» **YOUR OBJECTIVE**:
Lines from the one containing "Exercise. Mark the tapered" through the end of the data are to be returned exactly, and no others.
-------------------------
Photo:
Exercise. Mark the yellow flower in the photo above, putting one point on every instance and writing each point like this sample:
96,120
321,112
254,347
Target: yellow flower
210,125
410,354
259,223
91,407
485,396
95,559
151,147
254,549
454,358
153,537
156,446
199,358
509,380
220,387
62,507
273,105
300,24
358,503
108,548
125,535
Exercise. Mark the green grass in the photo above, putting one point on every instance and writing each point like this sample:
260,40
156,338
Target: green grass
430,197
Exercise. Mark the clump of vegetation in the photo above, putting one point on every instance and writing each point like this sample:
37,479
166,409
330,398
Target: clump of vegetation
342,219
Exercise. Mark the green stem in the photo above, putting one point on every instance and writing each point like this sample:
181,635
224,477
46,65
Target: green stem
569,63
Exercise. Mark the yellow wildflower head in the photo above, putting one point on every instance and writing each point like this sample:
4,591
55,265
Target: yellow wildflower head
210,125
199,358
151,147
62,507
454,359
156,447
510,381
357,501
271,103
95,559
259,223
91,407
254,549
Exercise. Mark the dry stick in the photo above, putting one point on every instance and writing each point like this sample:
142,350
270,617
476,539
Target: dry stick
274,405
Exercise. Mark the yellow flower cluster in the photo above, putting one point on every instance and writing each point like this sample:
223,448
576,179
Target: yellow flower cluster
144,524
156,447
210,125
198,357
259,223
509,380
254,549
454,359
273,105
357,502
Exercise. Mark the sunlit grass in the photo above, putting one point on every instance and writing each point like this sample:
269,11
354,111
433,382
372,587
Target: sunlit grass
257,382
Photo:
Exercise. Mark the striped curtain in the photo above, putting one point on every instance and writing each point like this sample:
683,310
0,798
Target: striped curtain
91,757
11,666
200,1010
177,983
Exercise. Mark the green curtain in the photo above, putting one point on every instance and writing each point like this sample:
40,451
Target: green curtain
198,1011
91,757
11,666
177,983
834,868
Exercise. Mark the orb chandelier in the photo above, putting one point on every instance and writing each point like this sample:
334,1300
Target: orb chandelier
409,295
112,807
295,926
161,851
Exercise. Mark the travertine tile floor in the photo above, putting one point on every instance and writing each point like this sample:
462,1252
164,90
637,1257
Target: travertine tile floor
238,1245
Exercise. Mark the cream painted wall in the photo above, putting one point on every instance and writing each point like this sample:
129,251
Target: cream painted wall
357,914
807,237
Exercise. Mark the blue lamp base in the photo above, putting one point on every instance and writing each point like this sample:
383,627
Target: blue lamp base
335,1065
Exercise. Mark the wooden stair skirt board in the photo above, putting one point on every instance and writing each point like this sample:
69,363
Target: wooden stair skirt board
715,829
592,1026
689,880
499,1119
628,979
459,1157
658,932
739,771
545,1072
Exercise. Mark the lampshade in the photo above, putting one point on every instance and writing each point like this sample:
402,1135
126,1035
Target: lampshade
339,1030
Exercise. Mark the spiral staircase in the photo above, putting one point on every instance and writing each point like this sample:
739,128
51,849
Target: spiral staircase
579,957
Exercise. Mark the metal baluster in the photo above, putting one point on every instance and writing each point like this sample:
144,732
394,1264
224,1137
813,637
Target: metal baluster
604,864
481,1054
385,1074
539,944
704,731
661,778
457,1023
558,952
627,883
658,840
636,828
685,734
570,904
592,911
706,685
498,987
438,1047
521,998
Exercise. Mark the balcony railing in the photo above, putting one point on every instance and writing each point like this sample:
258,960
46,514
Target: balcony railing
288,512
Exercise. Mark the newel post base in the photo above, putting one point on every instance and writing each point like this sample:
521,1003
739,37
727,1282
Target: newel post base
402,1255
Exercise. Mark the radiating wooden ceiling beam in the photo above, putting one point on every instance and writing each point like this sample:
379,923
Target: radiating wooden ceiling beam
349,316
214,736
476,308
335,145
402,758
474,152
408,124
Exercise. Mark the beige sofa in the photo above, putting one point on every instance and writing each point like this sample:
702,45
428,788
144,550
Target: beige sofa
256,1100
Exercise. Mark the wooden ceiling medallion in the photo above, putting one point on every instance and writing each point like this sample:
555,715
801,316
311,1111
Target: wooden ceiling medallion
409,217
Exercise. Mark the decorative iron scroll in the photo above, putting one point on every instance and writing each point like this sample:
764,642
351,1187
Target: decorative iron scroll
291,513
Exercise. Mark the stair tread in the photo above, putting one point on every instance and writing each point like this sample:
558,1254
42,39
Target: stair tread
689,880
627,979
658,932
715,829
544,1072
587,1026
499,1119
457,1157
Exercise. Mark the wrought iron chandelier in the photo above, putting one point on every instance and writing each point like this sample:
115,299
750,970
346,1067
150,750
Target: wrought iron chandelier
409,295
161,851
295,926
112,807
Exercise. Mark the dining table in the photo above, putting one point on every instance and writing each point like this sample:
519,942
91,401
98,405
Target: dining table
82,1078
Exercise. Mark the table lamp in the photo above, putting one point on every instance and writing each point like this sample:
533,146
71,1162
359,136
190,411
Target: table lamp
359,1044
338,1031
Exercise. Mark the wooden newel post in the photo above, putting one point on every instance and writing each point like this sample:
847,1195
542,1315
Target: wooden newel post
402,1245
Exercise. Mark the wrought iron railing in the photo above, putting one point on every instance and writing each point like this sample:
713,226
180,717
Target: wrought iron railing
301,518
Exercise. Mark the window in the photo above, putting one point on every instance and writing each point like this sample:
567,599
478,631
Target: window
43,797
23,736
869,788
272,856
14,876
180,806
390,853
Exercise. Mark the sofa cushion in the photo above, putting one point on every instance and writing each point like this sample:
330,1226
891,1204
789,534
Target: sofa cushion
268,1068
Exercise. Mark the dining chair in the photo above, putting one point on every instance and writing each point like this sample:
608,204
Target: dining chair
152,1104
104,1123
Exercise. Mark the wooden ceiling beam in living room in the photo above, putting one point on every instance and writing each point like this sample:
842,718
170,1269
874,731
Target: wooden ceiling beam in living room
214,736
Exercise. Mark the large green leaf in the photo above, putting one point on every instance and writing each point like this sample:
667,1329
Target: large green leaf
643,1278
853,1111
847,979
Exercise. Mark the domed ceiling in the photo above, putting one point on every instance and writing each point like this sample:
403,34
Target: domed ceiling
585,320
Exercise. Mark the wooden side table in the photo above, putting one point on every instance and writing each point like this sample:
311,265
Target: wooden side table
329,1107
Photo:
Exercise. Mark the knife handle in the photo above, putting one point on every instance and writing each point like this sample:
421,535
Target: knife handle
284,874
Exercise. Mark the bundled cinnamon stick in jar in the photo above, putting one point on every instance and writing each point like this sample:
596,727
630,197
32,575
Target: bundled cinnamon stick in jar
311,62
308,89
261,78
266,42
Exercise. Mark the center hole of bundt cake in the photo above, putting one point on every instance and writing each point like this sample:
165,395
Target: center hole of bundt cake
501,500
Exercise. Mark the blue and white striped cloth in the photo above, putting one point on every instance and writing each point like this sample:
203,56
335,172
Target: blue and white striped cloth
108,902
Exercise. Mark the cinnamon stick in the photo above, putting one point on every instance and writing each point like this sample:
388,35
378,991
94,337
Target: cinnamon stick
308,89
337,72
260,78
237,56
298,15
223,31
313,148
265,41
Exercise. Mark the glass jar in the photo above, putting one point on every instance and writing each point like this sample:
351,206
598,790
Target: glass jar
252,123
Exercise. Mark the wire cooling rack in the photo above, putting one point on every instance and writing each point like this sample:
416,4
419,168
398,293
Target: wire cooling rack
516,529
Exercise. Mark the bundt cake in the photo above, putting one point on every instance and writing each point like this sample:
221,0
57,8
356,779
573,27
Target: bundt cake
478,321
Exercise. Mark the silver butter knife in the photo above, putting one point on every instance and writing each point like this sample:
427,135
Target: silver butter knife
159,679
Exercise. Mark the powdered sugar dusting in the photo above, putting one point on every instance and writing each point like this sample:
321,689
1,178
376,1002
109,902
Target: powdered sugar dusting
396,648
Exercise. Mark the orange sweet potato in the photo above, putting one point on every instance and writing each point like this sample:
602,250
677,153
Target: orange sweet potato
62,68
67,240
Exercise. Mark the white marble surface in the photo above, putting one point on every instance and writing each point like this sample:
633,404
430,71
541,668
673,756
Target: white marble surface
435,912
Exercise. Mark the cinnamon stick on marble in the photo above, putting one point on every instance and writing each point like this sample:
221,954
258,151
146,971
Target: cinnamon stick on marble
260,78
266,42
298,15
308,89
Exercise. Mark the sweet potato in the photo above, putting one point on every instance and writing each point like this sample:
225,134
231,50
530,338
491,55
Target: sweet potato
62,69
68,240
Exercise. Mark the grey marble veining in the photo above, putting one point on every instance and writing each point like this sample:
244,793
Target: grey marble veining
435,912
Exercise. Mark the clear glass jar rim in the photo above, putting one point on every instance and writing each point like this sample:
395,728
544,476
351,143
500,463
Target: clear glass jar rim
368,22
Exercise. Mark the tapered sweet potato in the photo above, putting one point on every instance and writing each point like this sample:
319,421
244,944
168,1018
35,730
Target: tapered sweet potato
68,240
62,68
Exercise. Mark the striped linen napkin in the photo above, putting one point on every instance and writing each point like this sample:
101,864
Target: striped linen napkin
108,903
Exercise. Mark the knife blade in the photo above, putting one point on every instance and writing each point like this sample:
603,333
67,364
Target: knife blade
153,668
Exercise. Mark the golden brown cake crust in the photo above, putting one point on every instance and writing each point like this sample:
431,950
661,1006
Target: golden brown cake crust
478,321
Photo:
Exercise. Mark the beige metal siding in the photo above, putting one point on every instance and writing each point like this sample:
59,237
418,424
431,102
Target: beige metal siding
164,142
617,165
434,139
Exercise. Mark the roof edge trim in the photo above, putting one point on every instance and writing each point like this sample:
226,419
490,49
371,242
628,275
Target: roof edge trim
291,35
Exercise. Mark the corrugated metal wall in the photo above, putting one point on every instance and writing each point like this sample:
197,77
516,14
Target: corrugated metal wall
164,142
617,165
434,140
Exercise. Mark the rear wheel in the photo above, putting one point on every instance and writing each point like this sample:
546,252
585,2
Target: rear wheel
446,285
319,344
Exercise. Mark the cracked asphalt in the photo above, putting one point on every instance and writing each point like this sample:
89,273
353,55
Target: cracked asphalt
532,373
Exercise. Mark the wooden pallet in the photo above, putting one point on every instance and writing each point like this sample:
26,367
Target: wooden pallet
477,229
-------------------------
» **REPLY**:
Exercise. Mark the tapered sweet potato in the photo above, putting one point on every instance and writing each point like this sample:
319,421
244,944
168,1018
35,730
Target: tapered sweet potato
68,240
62,68
Exercise. Mark the striped linen napkin in the photo above, putting one point on every instance and writing each point like this sample:
101,864
Target: striped linen napkin
108,903
Exercise. Mark the knife blade in the photo above, putting one point on every instance and writing each point like this sample:
603,333
67,364
Target: knife blade
153,668
Exercise. Mark the golden brown cake crust in the photo above, putting one point on every instance and writing each point like this sample:
431,950
661,1006
Target: golden brown cake crust
478,321
Photo:
Exercise. Mark the beige metal siding in the photo above, putting one point on every instance and writing each point like this sample:
59,237
418,424
431,102
Target: beige metal siding
164,142
617,165
434,139
Exercise. Mark the roof edge trim in the photo above, putting one point on every instance and writing each point like this sample:
226,419
490,49
371,242
628,275
Target: roof edge trim
291,35
Exercise. Mark the corrugated metal wall in the photo above, putting one point on every instance and writing each point like this sample:
197,77
516,14
Target: corrugated metal wall
164,142
617,165
434,140
Exercise. Mark the rear wheel in the photo above, putting one point on every instance and writing each point like this sample:
546,252
585,2
Target: rear wheel
446,285
319,344
Exercise. Mark the cracked asphalt in the photo above, putting one point on every instance and writing each point like this sample:
89,273
353,55
Target: cracked asphalt
532,373
Exercise. Mark the wooden pallet in the photo above, putting one point on every instance and writing each point like this sample:
26,367
Target: wooden pallet
477,229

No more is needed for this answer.